■ Texto selecionado
________________

“Sou obrigado a compartilhar uma reportagem do Jornal Nacional, por mostrar o que de fato aconteceu.”
O comentário é de um jovem midiativista em sua página no Facebook. A reportagem em questão é a do falso flagrante em que um policial tenta plantar provas contra um adolescente (ver aqui), na noite de segunda-feira (30/9), após protesto dos professores municipais em greve, no Rio.
A cena foi captada pela reportagem de O Globo e ajudou a identificar outro policial, um major, que também participou da tentativa de fraude e horas antes havia protagonizado um dos episódios mais emblemáticos de violência, ao acionar um gigantesco cilindro de spray de pimenta sobre um grupo de manifestantes encolhidos e indefesos.
Essa imagem também foi destacada no mesmo jornal e em vários telejornais.
O jovem midiativista compartilhou o vídeo por uma questão de honestidade. Talvez tenha se sentido “obrigado” a isso porque, como é comum entre os que se engajam na luta pela democratização da comunicação, parta do pressuposto de que a mídia hegemônica, e os veículos das Organizações Globo em particular, não mostram “o que de fato aconteceu”. É o mesmo pressuposto da edição de muitos vídeos “independentes” que circulam na rede com a promessa de exibir “o que a televisão não mostrou”, mesmo que, muitas vezes, tenha mostrado sim.
A propósito, foi também a grande imprensa – um fotógrafo de O Estado de S.Paulo – que produziu a imagem-síntese desta greve: a da professora de meia idade que encarou a guarda como o chinês solitário diante dos tanques no massacre da Praça da Paz Celestial, em 1989. A foto foi capa no jornal paulista e em O Dia (quarta-feira, 2/10). Dois dias depois, um repórter do jornal carioca publicava entrevista com a professora (ver aqui) e associava as duas cenas.
A crítica simplista
Um dos equívocos recorrentes da militância é a substituição da atitude crítica pelo puro e simples proselitismo: então, se percebemos que a mídia hegemônica está submetida a interesses empresariais e que suas promessas de isenção e imparcialidade não ultrapassam a declaração de intenções, achamos muito lógico rejeitar tudo o que provenha dela. É o que está na raiz da atitude de militantes que sistematicamente procuram impedir o trabalho de repórteres vinculados a essas empresas: partem do pressuposto de que a informação produzida por eles será “manipulada”, deturpada, ou que simplesmente não vai sair. E, em nome da democracia, agem no sentido contrário, tentando estabelecer zonas de exceção no uso do espaço público.
Daí a surpresa de ver no Jornal Nacional “o que de fato aconteceu”.

________________

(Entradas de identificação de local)
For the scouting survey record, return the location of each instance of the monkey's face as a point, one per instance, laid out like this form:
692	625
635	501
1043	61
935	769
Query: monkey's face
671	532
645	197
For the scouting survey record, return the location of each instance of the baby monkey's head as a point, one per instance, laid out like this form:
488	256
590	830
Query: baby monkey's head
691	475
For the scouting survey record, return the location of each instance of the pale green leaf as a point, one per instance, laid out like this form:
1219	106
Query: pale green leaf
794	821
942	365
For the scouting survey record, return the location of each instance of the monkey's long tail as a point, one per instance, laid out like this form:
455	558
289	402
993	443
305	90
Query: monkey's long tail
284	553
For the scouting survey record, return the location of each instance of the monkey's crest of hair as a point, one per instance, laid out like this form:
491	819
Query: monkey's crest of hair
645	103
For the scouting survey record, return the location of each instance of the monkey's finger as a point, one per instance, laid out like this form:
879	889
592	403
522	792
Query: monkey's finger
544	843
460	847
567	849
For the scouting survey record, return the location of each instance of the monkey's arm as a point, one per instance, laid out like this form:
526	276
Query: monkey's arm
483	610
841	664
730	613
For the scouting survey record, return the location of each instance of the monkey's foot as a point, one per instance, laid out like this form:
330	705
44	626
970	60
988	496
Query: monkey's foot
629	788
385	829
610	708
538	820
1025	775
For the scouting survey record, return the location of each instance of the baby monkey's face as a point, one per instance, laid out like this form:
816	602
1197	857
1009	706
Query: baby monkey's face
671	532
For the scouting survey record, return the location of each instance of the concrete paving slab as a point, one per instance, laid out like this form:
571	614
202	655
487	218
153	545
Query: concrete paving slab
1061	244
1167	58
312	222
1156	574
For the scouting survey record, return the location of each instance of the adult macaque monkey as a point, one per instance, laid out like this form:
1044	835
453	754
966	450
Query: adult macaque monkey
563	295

________________

■ Instruções
a: Substitua "policial" por "agente" no trecho do texto sobre a cobertura da greve dos professores que vai de "O comentário é" até "em vários telejornais.", inclusive. Apresente o trecho já alterado.
b: Retome o texto sobre a cobertura da greve dos professores e dê continuidade a ele a partir da última frase.

■ Respostas às tarefas
a:
O comentário é de um jovem midiativista em sua página no Facebook. A reportagem em questão é a do falso flagrante em que um agente tenta plantar provas contra um adolescente (ver aqui), na noite de segunda-feira (30/9), após protesto dos professores municipais em greve, no Rio.
A cena foi captada pela reportagem de O Globo e ajudou a identificar outro agente, um major, que também participou da tentativa de fraude e horas antes havia protagonizado um dos episódios mais emblemáticos de violência, ao acionar um gigantesco cilindro de spray de pimenta sobre um grupo de manifestantes encolhidos e indefesos.
Essa imagem também foi destacada no mesmo jornal e em vários telejornais.

b:
O automatismo nas acusações à “grande mídia” também facilita a proliferação de denúncias infundadas, como a de que O Globo havia publicado na capa de sua edição de 2/10 uma foto de vidraça quebrada, típica da atuação dos Black Blocs, em detrimento de imagens da violência policial contra os professores. Talvez essa foto, entre as muitas que documentavam a agressão contra os manifestantes, tenha sido destacada no site do jornal em algum momento do dia, mas a edição impressa traz capa bem diferente: uma bomba de gás em primeiro plano, espalhando fumaça, e policiais correndo. A foto da vidraça quebrada está de fato lá, mas numa página interna, e é jornalisticamente muito significativa: mostra um jovem do lado de fora, filmando com seu celular um segurança do banco atacado, que lhe aponta uma arma.
Por que O Globo, naquele dia, resolveu omitir cenas de violência em sua versão impressa, embora as acolhesse em seu site, é algo que só os editores poderão responder.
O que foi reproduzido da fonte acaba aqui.